╭─ TRECHO

Mas com as novas leis veio uma nova burocracia: agora, todos os investimentos financiados pela UE devem incluir um componente verde de pelo menos 30%, enquanto um mecanismo de ajuste das emissões de carbono nas fronteiras do bloco, que entrará em vigor em 2026, penalizará as importações que não cumpram os padrões de emissões de carbono da UE. Em conjunto, a legislação da UE nos últimos anos equivale a uma mudança quase total do regime empresarial.
O cumprimento de alguns regulamentos é praticamente impossível para empresas sem equipes jurídicas dedicadas. E isto vai piorar.
Neste momento, está em discussão uma lei sobre as cadeias de abastecimento, que pretende responsabilizar as empresas europeias por eventuais violações dos direitos humanos ocorridas nas suas cadeias de abastecimento – incluindo os fornecedores dos seus fornecedores.

╰─
╭─ DADOS FORNECIDOS

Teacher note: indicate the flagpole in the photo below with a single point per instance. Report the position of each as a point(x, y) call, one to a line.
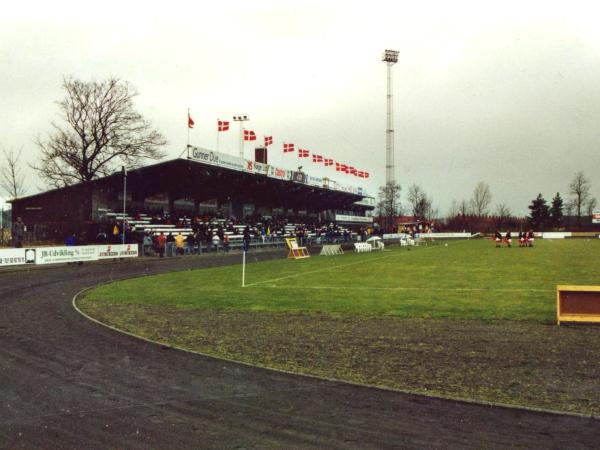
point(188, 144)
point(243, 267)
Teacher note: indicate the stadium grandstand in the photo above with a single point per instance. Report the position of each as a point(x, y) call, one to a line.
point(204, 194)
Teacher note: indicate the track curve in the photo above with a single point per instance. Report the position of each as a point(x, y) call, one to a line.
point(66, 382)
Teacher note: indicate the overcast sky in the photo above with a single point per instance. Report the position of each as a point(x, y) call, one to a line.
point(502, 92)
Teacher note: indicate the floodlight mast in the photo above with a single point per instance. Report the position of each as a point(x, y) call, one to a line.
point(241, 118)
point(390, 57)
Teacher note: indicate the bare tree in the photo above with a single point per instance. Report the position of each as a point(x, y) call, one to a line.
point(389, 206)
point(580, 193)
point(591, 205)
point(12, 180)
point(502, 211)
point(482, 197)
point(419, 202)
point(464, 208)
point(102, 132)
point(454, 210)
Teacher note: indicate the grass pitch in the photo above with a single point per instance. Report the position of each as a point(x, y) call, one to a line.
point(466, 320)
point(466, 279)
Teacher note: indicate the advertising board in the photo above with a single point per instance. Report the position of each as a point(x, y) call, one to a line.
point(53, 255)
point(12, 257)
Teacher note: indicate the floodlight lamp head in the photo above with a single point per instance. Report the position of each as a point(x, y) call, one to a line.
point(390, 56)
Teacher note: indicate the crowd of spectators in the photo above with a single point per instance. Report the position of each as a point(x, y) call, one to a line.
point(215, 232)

╰─
╭─ DADOS FORNECIDOS

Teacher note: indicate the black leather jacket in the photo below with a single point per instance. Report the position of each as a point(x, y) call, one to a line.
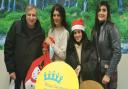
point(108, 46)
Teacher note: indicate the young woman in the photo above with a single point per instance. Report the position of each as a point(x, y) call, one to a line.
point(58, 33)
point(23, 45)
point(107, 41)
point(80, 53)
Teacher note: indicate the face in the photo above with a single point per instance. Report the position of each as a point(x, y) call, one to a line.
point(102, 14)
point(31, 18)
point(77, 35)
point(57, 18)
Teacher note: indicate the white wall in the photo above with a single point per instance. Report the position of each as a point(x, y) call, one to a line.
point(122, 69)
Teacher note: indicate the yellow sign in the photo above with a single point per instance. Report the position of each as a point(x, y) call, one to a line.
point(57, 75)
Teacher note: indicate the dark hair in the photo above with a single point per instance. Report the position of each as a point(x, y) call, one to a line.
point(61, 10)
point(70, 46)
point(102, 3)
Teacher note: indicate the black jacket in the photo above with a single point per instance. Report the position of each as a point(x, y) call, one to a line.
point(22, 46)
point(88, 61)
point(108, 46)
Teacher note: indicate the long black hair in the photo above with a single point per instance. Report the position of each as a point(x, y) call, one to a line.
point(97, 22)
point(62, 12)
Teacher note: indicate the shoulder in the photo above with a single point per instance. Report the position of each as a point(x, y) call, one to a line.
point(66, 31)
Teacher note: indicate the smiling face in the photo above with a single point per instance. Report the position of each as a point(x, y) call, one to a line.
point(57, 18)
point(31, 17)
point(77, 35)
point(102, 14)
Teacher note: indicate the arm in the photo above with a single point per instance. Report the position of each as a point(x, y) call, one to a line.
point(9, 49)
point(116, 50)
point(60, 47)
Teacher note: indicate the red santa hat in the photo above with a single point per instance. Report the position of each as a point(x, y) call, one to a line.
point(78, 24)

╰─
╭─ DADOS FORNECIDOS

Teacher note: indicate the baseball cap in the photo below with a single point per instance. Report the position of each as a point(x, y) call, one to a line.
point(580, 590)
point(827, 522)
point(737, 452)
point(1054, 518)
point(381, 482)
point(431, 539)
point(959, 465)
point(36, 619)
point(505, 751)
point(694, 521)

╰─

> **TAREFAS**:
a - Imprima o trecho sobre a legislação da UE de "Mas com as novas" a "isto vai piorar.".
b - Responda às perguntas abaixo com base no trecho sobre a legislação da UE.
(i) Qual é a porcentagem mínima de componente verde que os investimentos financiados pela UE devem incluir?
(ii) Em que ano entrará em vigor o mecanismo de ajuste das emissões de carbono nas fronteiras do bloco?
(iii) Por que a lei sobre as cadeias de abastecimento em discussão pretende responsabilizar as empresas europeias?
c - Retome o trecho sobre a legislação da UE a partir do ponto em que ele termina.
Os dados provêm de outra fonte.

> **RESPOSTAS**:
a -
Mas com as novas leis veio uma nova burocracia: agora, todos os investimentos financiados pela UE devem incluir um componente verde de pelo menos 30%, enquanto um mecanismo de ajuste das emissões de carbono nas fronteiras do bloco, que entrará em vigor em 2026, penalizará as importações que não cumpram os padrões de emissões de carbono da UE. Em conjunto, a legislação da UE nos últimos anos equivale a uma mudança quase total do regime empresarial.
O cumprimento de alguns regulamentos é praticamente impossível para empresas sem equipes jurídicas dedicadas. E isto vai piorar.

b -
(i) Pelo menos 30%.
(ii) Em 2026.
(iii) Por eventuais violações dos direitos humanos ocorridas nas suas cadeias de abastecimento, incluindo os fornecedores dos seus fornecedores.

c -
Eu espero que a fase hiperativa dessa agenda verde termine com as eleições de junho. Parte dela pode até ser revertida. E começo até a duvidar de que a UE possa vir a cumprir a meta de eliminação progressiva dos automóveis movidos a combustíveis fósseis até 2035.
Isto é um desastre de política industrial em formação, porque os fabricantes de automóveis europeus estão com dificuldades para vender os seus carros elétricos.
É bastante instrutivo observar o que aconteceu com a política verde na Alemanha. A coligação do SPD (Social-Democracia) de centro-esquerda, dos Verdes e do liberal FDP (Partido Democrático Liberal) começou com grande entusiasmo em 2021, mas está agora irremediavelmente dividida.
Depois de uma série de leis impopulares, a onda antiverdes está em pleno vigor na Alemanha já há algum tempo. Tanto a AfD (Alternativa para a Alemanha), de extrema-direita, como o novo partido populista de esquerda de Sahra Wagenknecht identificaram os Verdes como o seu principal adversário.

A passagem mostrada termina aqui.